** Opening Extracted text block **

6 Jul 2017

Tributes flow for Samoan pioneer of the arts

12:29 pm on 6 July 2017

The passing away of Seiuli Tuilagi Allan Alo Vaai is bringing together many people from different walks of life to pay tribute to a life lived to the fullest.

Allan Alo

Seiuli Tuilagi Allan Alo Vaai (centre) with a group of dancers Photo: Supplied/ Samoa Arts Council

Known as one of the most creative and flamboyant choreographers in the Pacific, he was also a multi-talented dancer, director and pioneer of the arts.

Seiuli had worked hard to set up the Samoa Arts Council when he was diagnosed with Stage 4 cancer last year.

His last projects included work on a Samoa Fashion Week last year, and he opened Samoa's first official dance space.

In his youth he studied in New Zealand before heading back to the region to start a Bachelor degree in Expressive Arts with the University of the South Pacific (USP) and founded the Oceania Dance Theatre.

Seiuli produced many shows for the likes of the Teuila Festival, Hip Hop Challenges, the Small Islands Developing Nations conference to name a few.

He was also the Director for the USP Outreach Programme in Samoa and launched the Samoa Arts Council.

Samoa Arts Council vice president, Saumaiafe Dr Vanya Taule'alo said as well as working together, they were great friends.

Samoa is the poorer for his untimely passing, though he lived longer than what doctors had anticipated, he said.

"He had a huge shock and so did everybody else that his time on earth might be quite limited but he was incredibly positive and he had a strong belief in God and he just thought he'd be cured, and so it's very sad."

Saumaiafe said and he was such an advocate for showcasing Samoan culture, traditional and contemporary performance art forms and he engaged the youth.

Allan Alo

One Seiuli Tuilagi Allan Alo Vaai's pieces being performed Photo: Supplied/ Samoa Arts Council

"He was very loving and caring to youth that he mentored to students in both Fiji and Samoa. If anything, I think his legacy will be watching them grow develop and some of the Fijiian dancers have developed arts schools of their own for dance, and this will be his legacy."

The director of Pacific Dance New Zealand, Sefa Enari said in a recent interview together, that he wanted to give more opportunities for local Samoans to collaborate and travel.

"I think that the Pacific culture and modern arts, is really in focus with his passing and I think we take it for granted that people are going to be here forever to support the growth of the arts within the Pacific as well as New Zealand.

"I think he's done a tremendous job for the Samoan people and it is gonna be a real huge loss for the Pacific region as well as the Samoan community."

Family member Sam Sefuiva said there were two key things that his cousin was passionate about.

"One was to do with faafafine in terms of their plight, and their lifestyle, and putting it out there about contemporary faafafine in Samoa society", he said.

"The second is one that people saw him as a dancer but he was also a choreographer, a producer, and a champion of the arts and in particular dance, and he really pushed all elements and spheres of dance in the Pacific."

Seiuli was a strong advocate for HIV work in the Pacific and he was also very proud to be a faafafine, with many giving testament to his hard work.

Sam Sefuiva said he'd light up any room.

Allan Alo

Seiuli Tuilagi Allan Alo Vaai Photo: Supplied/ Samoa Arts Council

"He filled a room when he walked into it, but he also made sure that people who didn't have a voice were given a voice. He was just a natural personality who was able to inject a confidence and participation for all of those people he met and a really nice guy."

Seiuli was from the villages of Falealupo, Vaisala, Asau, Safotu, Fogapoa, Fatausi and Samatau. He is the youngest child of seven for Alapati Alo Va'ai and Sofaea Tanielu Alo Vaa'i.

He died the day before his 43rd birthday, surrounded by loved ones in New Zealand, and flown to Samoa for burial.

** Closing Extracted text block **
** Opening Data records block **

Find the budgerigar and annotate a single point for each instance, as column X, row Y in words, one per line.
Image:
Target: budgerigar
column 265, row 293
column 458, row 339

** Closing Data records block **

Instructions to follow:
In the article on tributes to Seiuli Tuilagi Allan Alo Vaai, translate this sentence into Spanish: "His last projects included work on a Samoa Fashion Week last year, and he opened Samoa's first official dance space."

Reply:
Entre sus últimos proyectos figuró el trabajo en una Semana de la Moda de Samoa el año pasado, y abrió el primer espacio oficial de danza de Samoa.